BEGIN SUPPLIED DATA

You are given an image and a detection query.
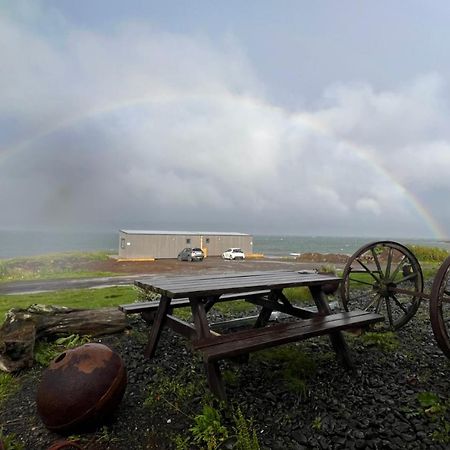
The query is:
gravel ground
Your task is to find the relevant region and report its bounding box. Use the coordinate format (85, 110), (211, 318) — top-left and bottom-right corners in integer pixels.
(1, 280), (449, 449)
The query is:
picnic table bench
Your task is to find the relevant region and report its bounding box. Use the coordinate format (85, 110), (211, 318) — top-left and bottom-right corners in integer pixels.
(123, 270), (383, 400)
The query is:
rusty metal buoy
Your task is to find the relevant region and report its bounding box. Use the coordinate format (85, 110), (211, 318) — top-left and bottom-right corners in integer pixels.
(36, 343), (127, 431)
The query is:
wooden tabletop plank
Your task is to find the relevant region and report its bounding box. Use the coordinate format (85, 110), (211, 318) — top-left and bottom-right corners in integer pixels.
(135, 271), (341, 299)
(135, 276), (327, 292)
(136, 271), (339, 288)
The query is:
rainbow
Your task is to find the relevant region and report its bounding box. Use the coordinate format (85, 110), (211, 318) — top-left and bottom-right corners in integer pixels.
(294, 113), (448, 240)
(1, 93), (447, 239)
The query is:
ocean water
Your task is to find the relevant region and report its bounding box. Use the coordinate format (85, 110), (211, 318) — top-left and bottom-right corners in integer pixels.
(0, 229), (449, 259)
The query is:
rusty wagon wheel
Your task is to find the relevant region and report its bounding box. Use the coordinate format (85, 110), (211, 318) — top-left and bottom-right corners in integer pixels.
(430, 256), (450, 358)
(340, 240), (424, 330)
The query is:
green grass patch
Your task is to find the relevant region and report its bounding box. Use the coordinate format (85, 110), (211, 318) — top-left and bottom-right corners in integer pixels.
(283, 287), (312, 305)
(407, 245), (450, 263)
(253, 345), (316, 396)
(0, 286), (137, 324)
(360, 331), (400, 352)
(213, 300), (255, 316)
(0, 373), (20, 408)
(0, 251), (114, 282)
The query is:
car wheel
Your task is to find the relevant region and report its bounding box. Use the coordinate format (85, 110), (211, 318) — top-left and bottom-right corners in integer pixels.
(188, 256), (193, 262)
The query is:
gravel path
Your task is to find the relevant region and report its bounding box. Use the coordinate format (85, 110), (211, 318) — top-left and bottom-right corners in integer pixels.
(1, 281), (449, 449)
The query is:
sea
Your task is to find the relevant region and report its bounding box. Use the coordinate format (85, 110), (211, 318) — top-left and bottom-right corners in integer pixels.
(1, 229), (450, 259)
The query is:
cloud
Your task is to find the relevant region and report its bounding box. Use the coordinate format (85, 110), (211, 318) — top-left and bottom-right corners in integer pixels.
(1, 4), (450, 238)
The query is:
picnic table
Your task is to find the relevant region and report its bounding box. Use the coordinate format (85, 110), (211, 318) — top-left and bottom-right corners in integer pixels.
(121, 270), (383, 400)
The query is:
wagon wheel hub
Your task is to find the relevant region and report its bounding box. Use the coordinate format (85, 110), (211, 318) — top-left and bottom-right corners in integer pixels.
(373, 280), (396, 297)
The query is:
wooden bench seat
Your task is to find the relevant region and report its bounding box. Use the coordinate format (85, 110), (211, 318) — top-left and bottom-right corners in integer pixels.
(194, 311), (383, 362)
(119, 289), (271, 314)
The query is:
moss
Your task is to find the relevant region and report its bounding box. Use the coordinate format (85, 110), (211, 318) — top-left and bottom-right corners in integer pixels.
(360, 331), (400, 352)
(253, 345), (316, 396)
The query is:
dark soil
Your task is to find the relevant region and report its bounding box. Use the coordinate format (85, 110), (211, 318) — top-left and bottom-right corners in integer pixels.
(1, 281), (450, 449)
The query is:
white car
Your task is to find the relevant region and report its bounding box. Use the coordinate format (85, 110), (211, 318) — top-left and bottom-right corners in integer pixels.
(222, 248), (245, 260)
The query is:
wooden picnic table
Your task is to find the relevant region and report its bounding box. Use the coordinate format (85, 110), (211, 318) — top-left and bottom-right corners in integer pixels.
(126, 270), (383, 400)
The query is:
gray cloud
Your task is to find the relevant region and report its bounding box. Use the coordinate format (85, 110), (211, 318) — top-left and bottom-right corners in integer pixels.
(1, 6), (450, 238)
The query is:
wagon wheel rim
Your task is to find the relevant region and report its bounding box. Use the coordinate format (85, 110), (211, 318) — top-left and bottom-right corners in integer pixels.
(340, 240), (423, 330)
(430, 255), (450, 358)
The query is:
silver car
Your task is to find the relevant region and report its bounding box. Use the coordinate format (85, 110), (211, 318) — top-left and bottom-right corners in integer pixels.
(177, 247), (205, 261)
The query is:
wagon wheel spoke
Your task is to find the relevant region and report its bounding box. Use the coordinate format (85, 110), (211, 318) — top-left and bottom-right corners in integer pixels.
(363, 293), (382, 312)
(391, 294), (409, 314)
(348, 277), (375, 287)
(370, 248), (384, 279)
(385, 297), (394, 330)
(389, 255), (407, 281)
(356, 258), (381, 283)
(396, 272), (420, 284)
(385, 248), (393, 279)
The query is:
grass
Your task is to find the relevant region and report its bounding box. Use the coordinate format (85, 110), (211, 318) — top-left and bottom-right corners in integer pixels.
(0, 251), (115, 282)
(0, 286), (137, 324)
(252, 345), (317, 396)
(0, 373), (20, 408)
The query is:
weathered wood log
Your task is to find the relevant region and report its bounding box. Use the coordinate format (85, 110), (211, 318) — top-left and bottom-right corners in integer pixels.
(0, 304), (128, 373)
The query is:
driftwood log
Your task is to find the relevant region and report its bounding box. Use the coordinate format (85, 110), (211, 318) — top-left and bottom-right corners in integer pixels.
(0, 304), (128, 372)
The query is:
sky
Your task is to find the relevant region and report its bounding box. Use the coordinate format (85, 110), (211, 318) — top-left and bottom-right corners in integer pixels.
(1, 0), (450, 238)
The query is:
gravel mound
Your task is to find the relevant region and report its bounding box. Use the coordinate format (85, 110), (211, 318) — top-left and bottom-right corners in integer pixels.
(1, 282), (449, 449)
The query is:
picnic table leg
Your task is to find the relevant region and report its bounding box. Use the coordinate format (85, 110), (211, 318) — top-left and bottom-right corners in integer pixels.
(254, 291), (278, 328)
(190, 297), (213, 340)
(309, 286), (354, 370)
(205, 361), (227, 401)
(144, 295), (171, 359)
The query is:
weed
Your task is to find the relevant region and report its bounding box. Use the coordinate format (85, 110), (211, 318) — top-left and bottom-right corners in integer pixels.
(0, 373), (20, 407)
(417, 391), (450, 444)
(190, 404), (228, 450)
(311, 415), (322, 431)
(0, 428), (24, 450)
(233, 407), (260, 450)
(144, 367), (202, 413)
(34, 334), (91, 366)
(222, 369), (239, 387)
(173, 434), (190, 450)
(360, 331), (399, 352)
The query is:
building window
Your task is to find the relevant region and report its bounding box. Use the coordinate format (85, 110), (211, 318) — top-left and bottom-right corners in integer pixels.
(205, 238), (210, 244)
(186, 238), (191, 244)
(120, 238), (126, 249)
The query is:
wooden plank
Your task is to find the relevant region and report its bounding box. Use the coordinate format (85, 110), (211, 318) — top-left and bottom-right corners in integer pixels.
(165, 314), (197, 340)
(136, 273), (340, 292)
(246, 296), (316, 319)
(119, 290), (270, 314)
(135, 273), (341, 299)
(197, 312), (383, 361)
(135, 271), (339, 290)
(194, 311), (381, 349)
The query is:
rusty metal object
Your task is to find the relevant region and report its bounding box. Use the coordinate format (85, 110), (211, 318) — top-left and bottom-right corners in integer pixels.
(36, 343), (127, 431)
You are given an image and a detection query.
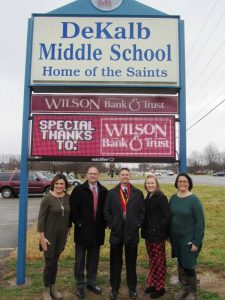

END SUPPLIED DATA

WORK ORDER:
Working from the lines above, reproduce the material exactly and exclude its pictures.

YOUR SOLUTION:
You are given an image and a detection query.
The query is:
gravel ground
Your task is to find the relevant region and report its bounding box. Use the coordinate format (85, 110), (211, 318) — top-left and bottom-right corners in integer pixels.
(1, 280), (449, 449)
The query is:
picnic table bench
Your task is to find the relevant region and report its bounding box. Use the coordinate format (85, 110), (211, 318) — top-left and bottom-right corners in integer pixels.
(123, 270), (383, 400)
The query is:
rusty metal buoy
Your task is to find the relevant region and report its bounding box. Use the coordinate format (85, 110), (211, 318) — top-left and bottom-right corners in integer pixels.
(36, 343), (127, 431)
The query is:
wooden tabletop plank
Your task is to find the relevant region and report its bounding box. Use the coordinate format (85, 110), (211, 318) — top-left and bottom-right corners in integer pixels.
(135, 271), (341, 299)
(135, 276), (327, 292)
(136, 271), (339, 288)
The query is:
rainbow
Your task is to find the relevant region and report its bounding box. Use the coordinate format (85, 110), (211, 318) — top-left and bottom-right corners in integer pixels.
(294, 113), (448, 240)
(1, 93), (447, 239)
The query is:
ocean water
Your task is to find the relevant region and report its bounding box. Use the coordinate format (85, 110), (211, 318) — top-left and bottom-right corners in integer pixels.
(0, 229), (449, 259)
The query is:
rusty wagon wheel
Your task is to find the relevant region and report its bounding box. Use the coordinate format (85, 110), (211, 318) — top-left and bottom-right corners in integer pixels.
(430, 256), (450, 358)
(340, 240), (424, 330)
The query is:
green grass patch
Your task is to find the relevant region and report its bounding box. Use the coordinate format (85, 110), (211, 318) — top-left and bottom-right corners in integer pixels.
(283, 287), (312, 305)
(407, 245), (450, 263)
(253, 345), (316, 396)
(0, 286), (137, 324)
(360, 331), (400, 352)
(213, 300), (255, 316)
(0, 373), (20, 408)
(0, 251), (114, 282)
The query is:
car wheel
Your task is to find the relevant region and report its bounding box. Use the coordinate format (85, 110), (211, 318) — top-left and bottom-right corners in integer pixels.
(188, 256), (193, 262)
The query is:
gravel path
Your task is to find the relevant region and report its bounding box. Use the coordinate format (85, 110), (211, 318) — top-left and bottom-right corners in integer pixels.
(1, 281), (449, 449)
The query is:
sea
Your task is to find the relevant region and report its bounding box. Use the coordinate format (85, 110), (211, 318) — top-left and bottom-right corners in integer pixels.
(1, 229), (450, 259)
The query is:
cloud
Your task is to find the relevant region and report its bounding box. Use the coordinate format (85, 110), (211, 318) — top-left and bottom-right corners in integer pixels.
(1, 4), (450, 238)
The query is:
picnic table
Your task is to find the relevant region and report its bounding box. Use the coordinate format (85, 110), (211, 318) — top-left and bottom-right corners in integer pixels.
(121, 270), (383, 400)
The query is:
wagon wheel hub
Your task is to find the relevant region and report its bounding box. Use the coordinate format (85, 110), (211, 318) — top-left and bottom-right corners in integer pixels.
(373, 280), (396, 297)
The query is:
wooden bench seat
Your task is to find the relevant region and report its bounding box. Use the coordinate format (85, 110), (211, 318) — top-left and bottom-right corners in integer pixels.
(194, 311), (383, 362)
(119, 289), (271, 314)
The query is:
moss
Your task is to find the relevant region and report its bounding box. Use the coordinate format (85, 110), (211, 318) — top-left and bottom-right corners in integer pixels.
(360, 331), (400, 352)
(253, 345), (316, 396)
The query is:
dark soil
Your task is to find the relevant region and report its bounding box. Use the coordinate format (85, 110), (211, 318) — top-left and bottom-right corners in integer pixels.
(1, 281), (450, 449)
The query is:
white car
Your task is to find the relevant region and report its bounding box. Use the coordinate format (85, 110), (211, 318) — top-left and bottom-right corners in integer pixels.
(222, 248), (245, 260)
The query is:
wooden picnic table
Your task is to find the relevant region and report its bounding box. Use the coordinate format (85, 110), (211, 318) — top-left and bottom-right corners in integer pixels.
(126, 270), (383, 400)
The query is:
gray cloud
Your task is to find the relevant region and report its bounding box. Use the coordinate format (85, 110), (211, 318) — top-left and bottom-right corners in integer pixels.
(1, 6), (450, 238)
The query is:
wagon wheel rim
Your task is to find the relevant region and report its bounding box. Use the coordinate format (85, 110), (211, 318) — top-left and bottom-right corners in integer pixels.
(340, 240), (423, 330)
(430, 255), (450, 358)
The query is:
silver car
Your task is to find the relevant region and report its bounding box. Use the coordinate format (85, 110), (211, 318) — top-left and bottom-right corners in integer pixels.
(177, 247), (205, 261)
The query is:
wagon wheel spoke
Your task is to find the relevant region and report its bounding box. Use the coordinate format (85, 110), (211, 318) — top-left and bottom-right corners in integer pixels.
(363, 293), (382, 312)
(391, 294), (409, 314)
(348, 277), (375, 287)
(370, 248), (384, 279)
(385, 297), (394, 330)
(389, 255), (407, 281)
(356, 258), (381, 283)
(396, 272), (420, 284)
(385, 248), (393, 279)
The query is:
grass
Your task is to find the relevant region and report its bounding box. Use the coordinate format (85, 110), (211, 318) — top-left and bottom-right corners in integer pixels.
(0, 251), (115, 282)
(0, 286), (137, 324)
(252, 345), (317, 396)
(0, 373), (20, 408)
The query is:
weathered wood log
Your task is to find the relevant region and report its bounding box. Use the coordinate format (85, 110), (211, 318) — top-left and bottom-right corners in integer pixels.
(0, 304), (128, 373)
The query is:
driftwood log
Your task is to find the relevant region and report its bounding box. Use the coordinate format (85, 110), (211, 318) — top-left and bottom-right corners in integer pixels.
(0, 304), (128, 372)
The query is:
sky
Your task is to find the relevant region and report its bounding box. Use the coordinate format (85, 110), (211, 318) — top-left and bottom-right corners in integer pixels.
(1, 0), (450, 238)
The query is:
gravel mound
Your task is to find the relevant region and report its bounding box. Use the coordinate format (85, 110), (211, 318) — top-left and bottom-right corners in integer pixels.
(1, 282), (449, 449)
The query is:
picnic table leg
Your task is to find the relevant region and report its bounding box. Use the coordinate format (85, 110), (211, 318) — top-left and bottom-right corners in integer pixels.
(254, 291), (278, 328)
(190, 297), (213, 340)
(309, 286), (354, 370)
(205, 361), (227, 401)
(144, 295), (171, 359)
The query is:
weed
Your task is to find the relevant region and report its bounding box. Use the coordinate format (85, 110), (211, 318) — top-left and bottom-right corners in integer pixels.
(0, 373), (20, 407)
(417, 391), (450, 444)
(190, 404), (228, 450)
(311, 415), (322, 431)
(0, 428), (24, 450)
(233, 407), (260, 450)
(144, 367), (202, 413)
(34, 334), (91, 366)
(222, 369), (239, 387)
(173, 434), (190, 450)
(360, 331), (399, 352)
The query is:
building window
Your task is to find the relevant region and report its bounding box. Use the coordinate format (85, 110), (211, 318) — top-left and bottom-right corners in integer pixels.
(205, 238), (210, 244)
(186, 238), (191, 244)
(120, 238), (126, 249)
The query is:
wooden plank
Your task is to find the relevant region and report its bounding box. Use the coordinate format (85, 110), (211, 318) — top-left and bottom-right corners in integer pixels.
(165, 314), (197, 340)
(136, 273), (340, 292)
(246, 296), (316, 319)
(119, 290), (270, 314)
(135, 273), (341, 299)
(197, 312), (383, 361)
(135, 271), (339, 290)
(194, 311), (381, 349)
The query is:
rusty metal object
Your task is to find the relevant region and report its bounding box. Use the coordinate format (85, 110), (211, 318) — top-left and bottom-right corners in integer pixels.
(36, 343), (127, 431)
You are given an image and a detection query.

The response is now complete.